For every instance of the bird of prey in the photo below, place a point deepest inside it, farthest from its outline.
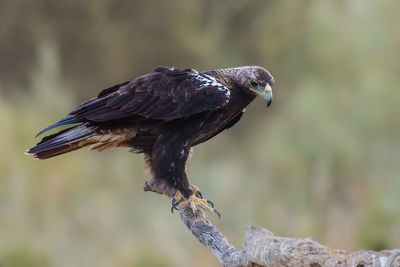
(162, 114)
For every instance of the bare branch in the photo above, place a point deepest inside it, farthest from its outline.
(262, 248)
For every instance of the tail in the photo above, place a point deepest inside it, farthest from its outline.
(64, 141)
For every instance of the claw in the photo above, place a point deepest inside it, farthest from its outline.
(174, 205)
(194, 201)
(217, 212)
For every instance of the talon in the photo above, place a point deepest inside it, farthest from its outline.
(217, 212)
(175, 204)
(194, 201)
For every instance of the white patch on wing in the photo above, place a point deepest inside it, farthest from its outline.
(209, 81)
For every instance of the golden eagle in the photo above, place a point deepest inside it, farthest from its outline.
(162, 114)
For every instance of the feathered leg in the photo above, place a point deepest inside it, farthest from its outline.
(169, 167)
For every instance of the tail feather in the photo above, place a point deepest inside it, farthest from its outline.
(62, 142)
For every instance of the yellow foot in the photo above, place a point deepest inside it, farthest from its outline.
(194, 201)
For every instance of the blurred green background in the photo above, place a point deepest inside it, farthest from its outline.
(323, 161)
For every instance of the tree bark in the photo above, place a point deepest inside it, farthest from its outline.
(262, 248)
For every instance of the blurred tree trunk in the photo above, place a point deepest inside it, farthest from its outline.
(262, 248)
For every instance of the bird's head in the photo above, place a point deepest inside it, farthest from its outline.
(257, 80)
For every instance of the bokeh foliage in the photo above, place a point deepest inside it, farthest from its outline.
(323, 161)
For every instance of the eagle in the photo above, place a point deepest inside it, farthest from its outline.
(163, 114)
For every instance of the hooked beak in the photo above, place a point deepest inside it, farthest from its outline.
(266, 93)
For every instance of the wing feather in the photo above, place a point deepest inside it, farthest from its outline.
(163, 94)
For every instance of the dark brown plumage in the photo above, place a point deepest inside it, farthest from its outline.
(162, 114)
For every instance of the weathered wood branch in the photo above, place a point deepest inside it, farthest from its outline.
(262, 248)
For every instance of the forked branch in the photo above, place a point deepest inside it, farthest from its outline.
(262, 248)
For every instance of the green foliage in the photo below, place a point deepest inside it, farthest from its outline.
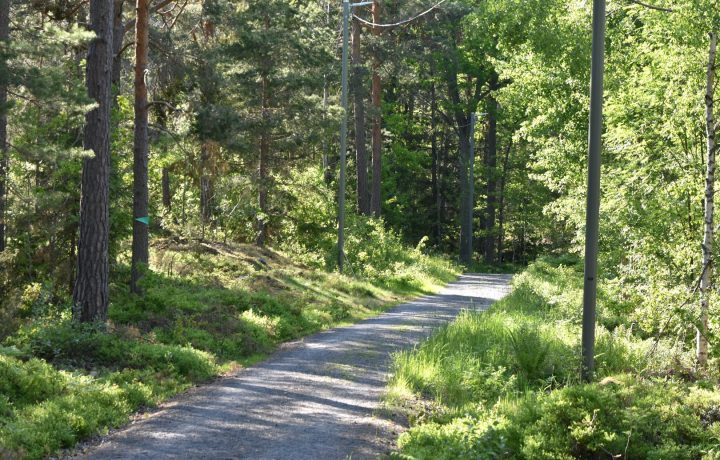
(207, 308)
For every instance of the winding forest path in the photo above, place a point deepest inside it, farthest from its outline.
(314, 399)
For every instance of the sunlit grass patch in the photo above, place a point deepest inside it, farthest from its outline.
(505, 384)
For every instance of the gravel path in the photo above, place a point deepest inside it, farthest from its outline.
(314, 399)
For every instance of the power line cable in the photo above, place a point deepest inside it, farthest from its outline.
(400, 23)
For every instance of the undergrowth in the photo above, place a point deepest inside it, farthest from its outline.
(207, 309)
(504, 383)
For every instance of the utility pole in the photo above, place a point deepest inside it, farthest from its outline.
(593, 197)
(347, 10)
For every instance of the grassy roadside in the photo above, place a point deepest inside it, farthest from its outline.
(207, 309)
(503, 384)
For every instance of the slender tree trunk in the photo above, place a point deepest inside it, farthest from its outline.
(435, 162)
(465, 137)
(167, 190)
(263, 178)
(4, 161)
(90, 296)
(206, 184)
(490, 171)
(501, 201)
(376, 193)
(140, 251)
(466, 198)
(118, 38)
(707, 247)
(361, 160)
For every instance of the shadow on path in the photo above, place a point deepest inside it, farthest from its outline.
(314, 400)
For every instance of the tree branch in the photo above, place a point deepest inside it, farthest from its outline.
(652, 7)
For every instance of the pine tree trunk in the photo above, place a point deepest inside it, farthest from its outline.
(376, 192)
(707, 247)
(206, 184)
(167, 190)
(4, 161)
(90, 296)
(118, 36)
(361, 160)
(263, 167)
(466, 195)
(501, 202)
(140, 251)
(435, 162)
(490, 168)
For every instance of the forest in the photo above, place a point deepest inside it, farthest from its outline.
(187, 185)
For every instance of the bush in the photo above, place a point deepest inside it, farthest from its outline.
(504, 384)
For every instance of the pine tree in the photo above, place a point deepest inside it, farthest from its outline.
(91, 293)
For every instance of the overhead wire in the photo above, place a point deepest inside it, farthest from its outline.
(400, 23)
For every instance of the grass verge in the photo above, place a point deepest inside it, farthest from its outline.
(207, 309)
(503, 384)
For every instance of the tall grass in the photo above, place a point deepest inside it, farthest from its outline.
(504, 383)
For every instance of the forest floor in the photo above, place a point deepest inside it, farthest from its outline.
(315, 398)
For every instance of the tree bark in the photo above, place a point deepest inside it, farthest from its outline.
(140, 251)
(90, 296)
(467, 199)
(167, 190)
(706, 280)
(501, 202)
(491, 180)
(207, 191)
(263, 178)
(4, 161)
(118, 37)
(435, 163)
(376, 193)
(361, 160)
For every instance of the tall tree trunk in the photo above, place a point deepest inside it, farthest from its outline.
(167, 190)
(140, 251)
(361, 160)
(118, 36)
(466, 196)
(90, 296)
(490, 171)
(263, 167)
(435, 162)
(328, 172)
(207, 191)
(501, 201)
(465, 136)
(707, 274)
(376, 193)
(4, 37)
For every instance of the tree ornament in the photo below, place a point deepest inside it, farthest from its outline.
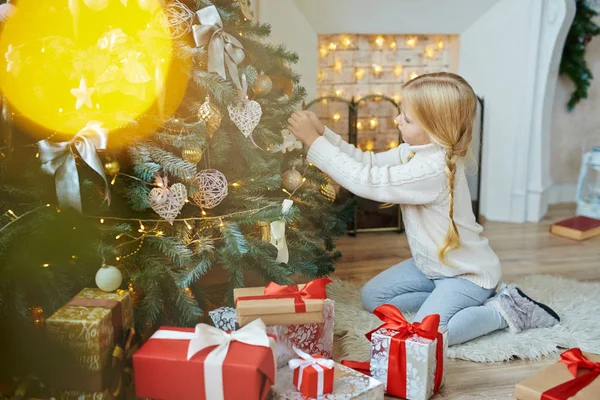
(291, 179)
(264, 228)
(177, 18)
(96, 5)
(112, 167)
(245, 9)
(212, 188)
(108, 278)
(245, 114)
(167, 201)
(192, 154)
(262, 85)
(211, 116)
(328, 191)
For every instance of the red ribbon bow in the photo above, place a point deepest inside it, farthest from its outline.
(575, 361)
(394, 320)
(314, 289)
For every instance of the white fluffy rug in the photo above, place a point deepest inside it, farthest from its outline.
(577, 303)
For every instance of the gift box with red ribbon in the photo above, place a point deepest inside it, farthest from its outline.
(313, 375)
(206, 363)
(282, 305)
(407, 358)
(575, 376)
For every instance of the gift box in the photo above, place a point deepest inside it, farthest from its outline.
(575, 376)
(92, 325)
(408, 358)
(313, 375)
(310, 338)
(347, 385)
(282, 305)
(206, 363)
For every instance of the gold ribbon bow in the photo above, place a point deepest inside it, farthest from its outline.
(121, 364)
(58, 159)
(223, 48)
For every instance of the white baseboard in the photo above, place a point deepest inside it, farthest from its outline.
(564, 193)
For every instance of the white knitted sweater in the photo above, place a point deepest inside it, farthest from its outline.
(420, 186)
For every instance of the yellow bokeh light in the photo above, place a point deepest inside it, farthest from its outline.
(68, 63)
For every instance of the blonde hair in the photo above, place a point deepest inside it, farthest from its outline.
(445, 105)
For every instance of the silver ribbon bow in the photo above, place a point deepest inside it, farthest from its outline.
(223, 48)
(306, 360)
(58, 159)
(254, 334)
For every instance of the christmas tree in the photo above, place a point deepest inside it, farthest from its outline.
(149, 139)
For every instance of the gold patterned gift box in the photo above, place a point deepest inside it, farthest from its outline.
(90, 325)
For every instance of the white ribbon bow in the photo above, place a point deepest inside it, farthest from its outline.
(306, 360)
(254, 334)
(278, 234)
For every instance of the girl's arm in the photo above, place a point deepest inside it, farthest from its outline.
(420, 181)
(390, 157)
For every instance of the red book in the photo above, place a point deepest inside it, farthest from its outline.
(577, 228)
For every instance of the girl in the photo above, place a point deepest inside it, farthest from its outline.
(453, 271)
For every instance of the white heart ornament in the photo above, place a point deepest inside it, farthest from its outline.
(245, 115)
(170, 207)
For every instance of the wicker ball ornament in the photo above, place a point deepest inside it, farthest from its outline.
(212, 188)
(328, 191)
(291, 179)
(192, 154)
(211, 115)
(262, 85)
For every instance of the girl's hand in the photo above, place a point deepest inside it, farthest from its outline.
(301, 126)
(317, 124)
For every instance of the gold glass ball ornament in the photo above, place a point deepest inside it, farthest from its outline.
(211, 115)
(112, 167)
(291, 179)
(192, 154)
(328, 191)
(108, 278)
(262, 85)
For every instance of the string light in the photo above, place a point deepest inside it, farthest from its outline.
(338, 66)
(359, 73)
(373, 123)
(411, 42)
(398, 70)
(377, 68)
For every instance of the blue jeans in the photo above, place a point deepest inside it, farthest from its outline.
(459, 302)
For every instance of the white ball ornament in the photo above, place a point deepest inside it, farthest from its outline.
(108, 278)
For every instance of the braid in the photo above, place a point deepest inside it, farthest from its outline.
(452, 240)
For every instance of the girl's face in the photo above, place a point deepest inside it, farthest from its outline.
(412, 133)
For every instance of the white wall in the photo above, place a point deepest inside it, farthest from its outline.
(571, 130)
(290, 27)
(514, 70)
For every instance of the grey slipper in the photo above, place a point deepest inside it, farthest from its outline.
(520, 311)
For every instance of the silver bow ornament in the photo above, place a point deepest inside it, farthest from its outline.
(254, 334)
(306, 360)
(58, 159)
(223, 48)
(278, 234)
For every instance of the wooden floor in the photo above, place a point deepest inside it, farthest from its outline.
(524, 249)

# # #

> **WHAT YOU ARE ASKED TO DO**: Through the last line of the entries above, beginning at the line containing "For every instance of the white wall", transcribe each line exactly, both ends included and nothing more.

> **FINISHED EXERCISE**:
For every instance of the white wall in the photo above, place a point deepest inside it, farthest from its outline.
(571, 130)
(290, 27)
(514, 70)
For every instance of the grey slipper in the photo above, place a point deepest inside it, farthest from its outline.
(520, 311)
For every instance of the silver bow ornament in the photo above, place a point deepest inside it, farthest from its outline.
(254, 334)
(306, 360)
(58, 159)
(223, 48)
(278, 234)
For every instance of the wooden floor in the photo above, place a point deepest inside it, farthest from its outline.
(524, 249)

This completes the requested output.